The end goal is to add the newly developed app on both the Play store and the App store. So, we need to find the app profiles which are successful in both the markets. So, we start by determining the most common genre for each market by using frequency table. By default, the frequency tables are not sorted. We try to sort them for easy readibility.

In [None]:
# Google play store
android_genre_count = {}

for row in android_final:
    genre = row[1]
    if genre in android_genre_count:
        android_genre_count[genre] += 1
    else:
        android_genre_count[genre] = 1
        
# IOS App store
ios_genre_count = {}

for row in ios_final:
    genre = row[-5]
    if genre in ios_genre_count:
        ios_genre_count[genre] += 1
    else:
        ios_genre_count[genre] = 1  
        
#in percentages: frequency table
def freq_table_percentages(dataset, index):
    table = {}
    total = 0
    
    for row in dataset:
        total += 1
        value = row[index]
        if value in table:
            table[value] += 1
        else:
            table[value] = 1
            
    table_percentages = {}
    
    for value in table:
        percentages = (table[value]/total)*100
        table_percentages[value] = percentages
    print(total)
    return table_percentages

def freq_table(dataset, index):
    table = {}
    total = 0
    
    for row in dataset:
        total += 1
        value = row[index]
        if value in table:
            table[value] += 1
        else:
            table[value] = 1
            
            
    return table

android_genre_percentages = freq_table_percentages(android_final, 1)
ios_genre_percentages = freq_table_percentages(ios_final, -5)


In [None]:
#printing the frequency table after sorting them
def display_table(dataset, index):
    table = freq_table_percentages(dataset, index)
    table_display = []
    
    for key in table:
        key_val_tuple = (table[key], key)
        table_display.append(key_val_tuple)
        
    table_sorted = sorted(table_display, reverse = True)
    for entry in table_sorted:
        print(entry[1], ':', entry[0])
        
        
print(display_table(android_final, 1))
print('\n')
print(display_table(ios_final, -5))
print('\n')
print(display_table(android_final, -4))

### Discussion
The analysis of the data shows that the AppStore is dominated by Games. THe Google playstore is more balanced with Family, Game and tools having similar polularity. On a closer look on the google play store, we see that the Family category have games in it. On a whole, Games seems to be the most common genre for free and english apps on both the App store and Play store. Bu, this tells us only about which apps are present more in number and not ablut the popularity of the apps in terms of the users using it. 

### 3.2 Most popular app by Genre
Analyzing this metric gives us an idea of average user ratings per app genre. This can be thought of as the total number of user ratings or installs.

### 3.2.1 In AppStore of IOS

In [None]:
genres_ios = freq_table(ios_final, -5)


for genre in genres_ios:
    total = 0
    genre_count = 0
    
    for row in ios_final:
        genre_1 = row[-5]
        
        if genre == genre_1:
            n_ratings = float(row[5])

Dataset rows about where objects appear
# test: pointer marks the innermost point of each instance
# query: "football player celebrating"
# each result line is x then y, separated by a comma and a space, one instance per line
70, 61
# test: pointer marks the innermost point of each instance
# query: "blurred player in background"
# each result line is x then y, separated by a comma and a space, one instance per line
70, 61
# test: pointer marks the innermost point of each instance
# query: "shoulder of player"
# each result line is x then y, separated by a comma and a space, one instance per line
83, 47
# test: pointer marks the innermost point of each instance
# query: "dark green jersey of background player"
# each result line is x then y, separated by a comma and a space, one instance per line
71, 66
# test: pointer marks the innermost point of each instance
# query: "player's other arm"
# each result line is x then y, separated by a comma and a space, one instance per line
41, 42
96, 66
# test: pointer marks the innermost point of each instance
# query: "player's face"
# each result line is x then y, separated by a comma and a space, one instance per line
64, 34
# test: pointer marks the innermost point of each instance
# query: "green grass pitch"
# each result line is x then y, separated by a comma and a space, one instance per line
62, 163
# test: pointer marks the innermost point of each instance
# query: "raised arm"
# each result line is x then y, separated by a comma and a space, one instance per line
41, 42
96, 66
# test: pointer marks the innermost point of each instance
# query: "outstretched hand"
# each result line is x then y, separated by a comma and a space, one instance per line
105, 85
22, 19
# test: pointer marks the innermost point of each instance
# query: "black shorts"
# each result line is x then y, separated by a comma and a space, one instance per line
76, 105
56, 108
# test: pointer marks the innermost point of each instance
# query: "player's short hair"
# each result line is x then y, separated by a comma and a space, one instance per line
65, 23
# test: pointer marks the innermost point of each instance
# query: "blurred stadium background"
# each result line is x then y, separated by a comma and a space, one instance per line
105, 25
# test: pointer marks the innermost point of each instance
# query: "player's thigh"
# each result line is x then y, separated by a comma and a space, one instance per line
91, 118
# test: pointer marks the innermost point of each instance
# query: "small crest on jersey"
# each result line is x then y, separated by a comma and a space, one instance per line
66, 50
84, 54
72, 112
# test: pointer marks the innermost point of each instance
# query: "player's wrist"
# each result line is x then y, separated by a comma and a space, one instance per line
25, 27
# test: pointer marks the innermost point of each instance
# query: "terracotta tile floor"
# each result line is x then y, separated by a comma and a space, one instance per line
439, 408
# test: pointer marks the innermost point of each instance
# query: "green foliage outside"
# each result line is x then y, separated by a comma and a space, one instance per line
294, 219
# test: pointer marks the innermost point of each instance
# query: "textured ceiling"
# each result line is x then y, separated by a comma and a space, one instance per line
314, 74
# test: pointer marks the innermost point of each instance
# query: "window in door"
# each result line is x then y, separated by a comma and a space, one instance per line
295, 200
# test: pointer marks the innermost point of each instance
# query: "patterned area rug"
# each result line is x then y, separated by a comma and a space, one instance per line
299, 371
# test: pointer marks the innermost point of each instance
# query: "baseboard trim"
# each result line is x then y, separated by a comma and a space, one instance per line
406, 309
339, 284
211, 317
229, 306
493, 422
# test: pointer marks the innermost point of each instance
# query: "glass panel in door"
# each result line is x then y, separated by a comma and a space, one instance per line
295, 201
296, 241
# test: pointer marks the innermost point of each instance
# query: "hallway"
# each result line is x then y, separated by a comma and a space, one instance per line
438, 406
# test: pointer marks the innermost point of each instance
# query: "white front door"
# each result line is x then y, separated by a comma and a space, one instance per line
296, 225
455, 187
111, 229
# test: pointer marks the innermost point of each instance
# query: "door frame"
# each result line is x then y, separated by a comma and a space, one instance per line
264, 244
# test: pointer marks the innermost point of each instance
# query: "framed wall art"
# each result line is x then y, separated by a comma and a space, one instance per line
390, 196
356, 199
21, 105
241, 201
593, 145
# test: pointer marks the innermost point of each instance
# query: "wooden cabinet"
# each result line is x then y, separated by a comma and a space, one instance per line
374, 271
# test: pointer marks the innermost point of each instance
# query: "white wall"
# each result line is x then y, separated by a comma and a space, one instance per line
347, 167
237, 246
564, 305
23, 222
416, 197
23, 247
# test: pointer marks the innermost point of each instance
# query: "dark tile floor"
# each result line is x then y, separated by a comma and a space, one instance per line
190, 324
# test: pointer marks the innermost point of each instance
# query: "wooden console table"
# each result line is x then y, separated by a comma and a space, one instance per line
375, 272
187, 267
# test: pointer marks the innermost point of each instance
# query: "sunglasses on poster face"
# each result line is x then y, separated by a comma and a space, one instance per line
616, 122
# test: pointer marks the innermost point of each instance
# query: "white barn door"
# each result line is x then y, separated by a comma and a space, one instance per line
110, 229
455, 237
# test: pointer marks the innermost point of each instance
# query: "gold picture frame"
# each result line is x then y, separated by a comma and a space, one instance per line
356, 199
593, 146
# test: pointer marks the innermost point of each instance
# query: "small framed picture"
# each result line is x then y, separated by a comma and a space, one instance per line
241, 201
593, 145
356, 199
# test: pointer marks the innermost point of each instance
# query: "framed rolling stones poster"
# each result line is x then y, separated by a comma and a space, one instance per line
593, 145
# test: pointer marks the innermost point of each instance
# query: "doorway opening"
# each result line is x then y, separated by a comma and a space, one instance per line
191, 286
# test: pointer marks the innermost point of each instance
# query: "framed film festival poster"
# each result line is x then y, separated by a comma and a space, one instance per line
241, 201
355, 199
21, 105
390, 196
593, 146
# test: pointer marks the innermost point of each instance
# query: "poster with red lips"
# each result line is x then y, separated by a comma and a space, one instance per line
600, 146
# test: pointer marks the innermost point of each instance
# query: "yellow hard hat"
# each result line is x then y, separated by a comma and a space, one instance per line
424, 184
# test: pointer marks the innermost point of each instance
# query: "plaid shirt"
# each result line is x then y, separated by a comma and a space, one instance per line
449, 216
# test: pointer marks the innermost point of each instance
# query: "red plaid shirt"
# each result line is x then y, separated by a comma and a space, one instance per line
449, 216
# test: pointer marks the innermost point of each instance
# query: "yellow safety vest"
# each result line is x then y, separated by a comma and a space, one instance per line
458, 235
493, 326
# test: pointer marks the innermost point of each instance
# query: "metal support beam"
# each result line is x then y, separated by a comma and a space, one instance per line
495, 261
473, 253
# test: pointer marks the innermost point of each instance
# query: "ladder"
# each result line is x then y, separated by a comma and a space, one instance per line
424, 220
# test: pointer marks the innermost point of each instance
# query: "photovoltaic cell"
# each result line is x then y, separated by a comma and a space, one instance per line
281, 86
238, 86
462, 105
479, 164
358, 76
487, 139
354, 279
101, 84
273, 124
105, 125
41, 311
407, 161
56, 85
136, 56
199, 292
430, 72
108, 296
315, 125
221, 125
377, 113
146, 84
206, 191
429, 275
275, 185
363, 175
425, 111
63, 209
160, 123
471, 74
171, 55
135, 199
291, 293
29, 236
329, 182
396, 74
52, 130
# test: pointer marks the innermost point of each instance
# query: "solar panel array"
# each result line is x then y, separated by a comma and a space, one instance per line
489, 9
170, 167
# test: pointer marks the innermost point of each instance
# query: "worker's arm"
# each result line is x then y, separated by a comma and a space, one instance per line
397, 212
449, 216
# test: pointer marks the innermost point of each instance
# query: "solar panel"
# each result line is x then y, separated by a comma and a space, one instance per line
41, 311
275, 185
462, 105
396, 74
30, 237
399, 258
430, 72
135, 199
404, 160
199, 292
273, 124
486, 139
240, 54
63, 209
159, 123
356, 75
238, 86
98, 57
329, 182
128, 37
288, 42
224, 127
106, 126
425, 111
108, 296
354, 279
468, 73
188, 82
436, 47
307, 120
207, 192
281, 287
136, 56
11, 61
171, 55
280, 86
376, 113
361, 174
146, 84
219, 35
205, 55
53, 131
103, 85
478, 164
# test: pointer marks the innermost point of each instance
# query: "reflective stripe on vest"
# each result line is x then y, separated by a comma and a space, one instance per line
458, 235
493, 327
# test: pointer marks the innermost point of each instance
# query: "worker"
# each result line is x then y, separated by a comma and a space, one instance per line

### EXERCISE TASK 1
In the app genre analysis, which genre dominates the App Store?
### EXERCISE TASK 2
Can you reproduce the app genre analysis text, starting with "table_display = []" and going on through "print(display_table(android_final, 1))", with nothing changed?
You won't need the items for anything here.

### EXERCISE OUTPUT 1
Games

### EXERCISE OUTPUT 2
table_display = []
    
    for key in table:
        key_val_tuple = (table[key], key)
        table_display.append(key_val_tuple)
        
    table_sorted = sorted(table_display, reverse = True)
    for entry in table_sorted:
        print(entry[1], ':', entry[0])
        
        
print(display_table(android_final, 1))